— START OF Text shown —
Tensions come in an endless variety of flavors and sizes. Many contribute directly to what we are doing, and so are both useful and necessary. Others, however, impede flow. They burn our energies wastefully. They draw part of our attention away from what we had intended to focus on, thus fragmenting our will. Depending on where we started, tensions may either pull us out of the timeless into time, or keep us stuck in time. These tensions may be physical, mental, or emotional.

To illustrate, take the example of putting away your clean dishes and utensils after they have dried in the dish drainer or the dishwasher. Each item belongs to a particular cabinet or drawer. Your job is to put them where they belong. To accomplish this, you move around your kitchen in a purposeful manner. Your whole body is engaged: your hands to pick up the items and to put them down, your legs to move you from the unsorted collection to the cabinets and drawers, your eyes to see where you are going, your memory to indicate where to put each thing, and your ears to listen for the clinks and clunks that help you avoid breakage.

If you are in flow, this whole process becomes a kind of dance. It may occur in time and space, but you feel timeless. You are getting this small task done, with no impediments. You move fluidly and efficiently. It all goes smoothly on its own, without your conscious interference. Your mind is quiet. You give yourself to the action for its duration. You even enjoy it and end up with a sense of accomplishment, in its own small way.

But certain kinds of tensions can make this picture very different. If we are in a hurry, it will be a chore, not a dance. If we give in to attitudes of not liking the task, of resenting, avoiding, or rejecting it, of wishing we did not need to do it, of wanting it over with so we can get to the next thing, so we can go relax, then it will be a chore, not a dance. And the irony is that by wanting to get it over with so we can go relax, we miss the opportunity to be relaxed within the task itself. Wanting to get something over with is our attempt to kill that piece of time. But we cannot enter the timeless by killing time; only by accepting time can we transcend it. Only by flowing through time, unobstructed by tensions, can we flow into the timeless. Learning to relax into our life is one of the secrets to living in flow.

Our problem is that we are very attached to our tensions. Indeed attachments are the source of our tensions. So we practice surrendering our tensions. Not surrendering to our tensions, but rather surrendering to the moment by letting go of our tensions. Say we have an ongoing, self-propelled thought-train that is inwardly loud and packs an emotional punch. As long as part of our attention stays with that, we cannot enter the flow of any other action. Our choice here is to surrender that thought-train, letting it go by releasing the hold it has on our attention, by putting our whole attention back onto what we are doing, onto where we are, into our body, into being here.

The same principle applies to any other distracting tensions, such as attitudes of wanting to get away from what is happening or of wanting to grasp something outside the present moment. These divert our attention and divide us inwardly. Can we let those attitudes go and relax back into this moment? We may have some emotion unconnected with the present moment, an emotion that takes us away or weakens our contact with the present. Again, can we let that emotion go and relax back into this moment? Mental and emotional tensions lead to unnecessary bodily tensions, which burn our energies and distract us. Can we relax our body and thereby relax into this moment?

Whatever pulls on us, whatever keeps our body, mind, heart from working together and being fully engaged in what we are doing, can we let that go and totally surrender into the present? For this week, please practice entering flow through relaxation. Relax your body. Relax your mind. Relax your heart. Surrender your tensions to the present.
— END OF Text shown —
— START OF Source excerpt —
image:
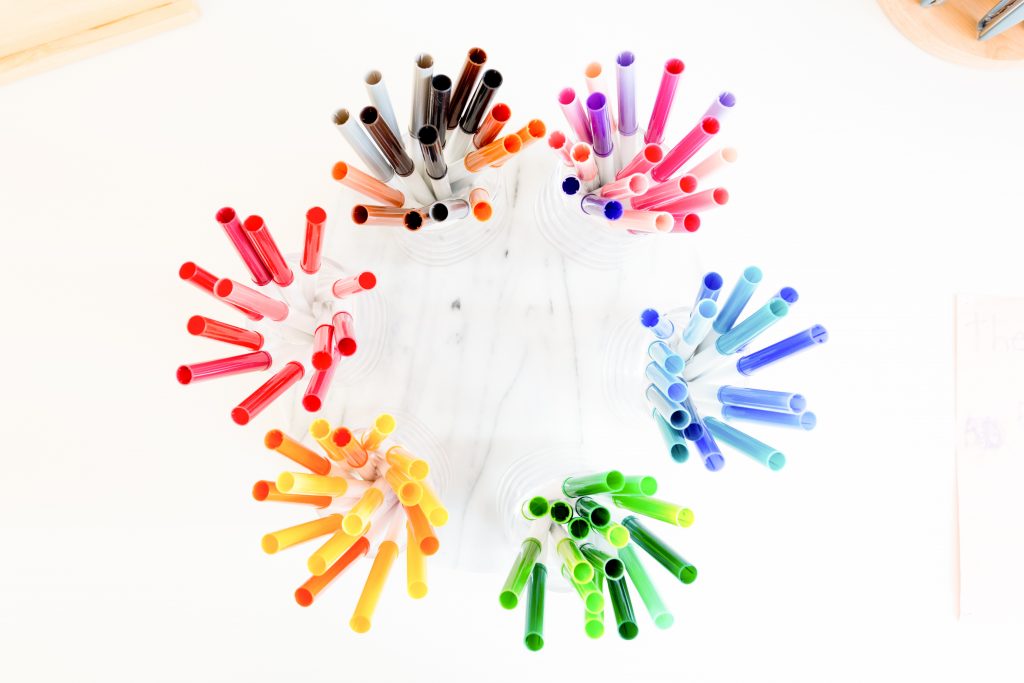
— END OF Source excerpt —
### Problem set:
a: In the text on tensions and flow, swap "attitudes" for "habits" and write out the part starting at "The same principle" and ending at "relax into this moment?".
b: For each statement, say whether the text on tensions and flow agrees with it, and quote the words that decide it.
(i) When you are in flow, putting away clean dishes becomes a kind of dance.
(ii) We can enter the timeless by killing time.
(iii) Attachments are the source of our tensions.
You can set the listing aside; it has no part in this work.

### Responses in order:
a:
The same principle applies to any other distracting tensions, such as habits of wanting to get away from what is happening or of wanting to grasp something outside the present moment. These divert our attention and divide us inwardly. Can we let those habits go and relax back into this moment? We may have some emotion unconnected with the present moment, an emotion that takes us away or weakens our contact with the present. Again, can we let that emotion go and relax back into this moment? Mental and emotional tensions lead to unnecessary bodily tensions, which burn our energies and distract us. Can we relax our body and thereby relax into this moment?

b:
(i) Yes: "If you are in flow, this whole process becomes a kind of dance."
(ii) No: "But we cannot enter the timeless by killing time"
(iii) Yes: "Indeed attachments are the source of our tensions."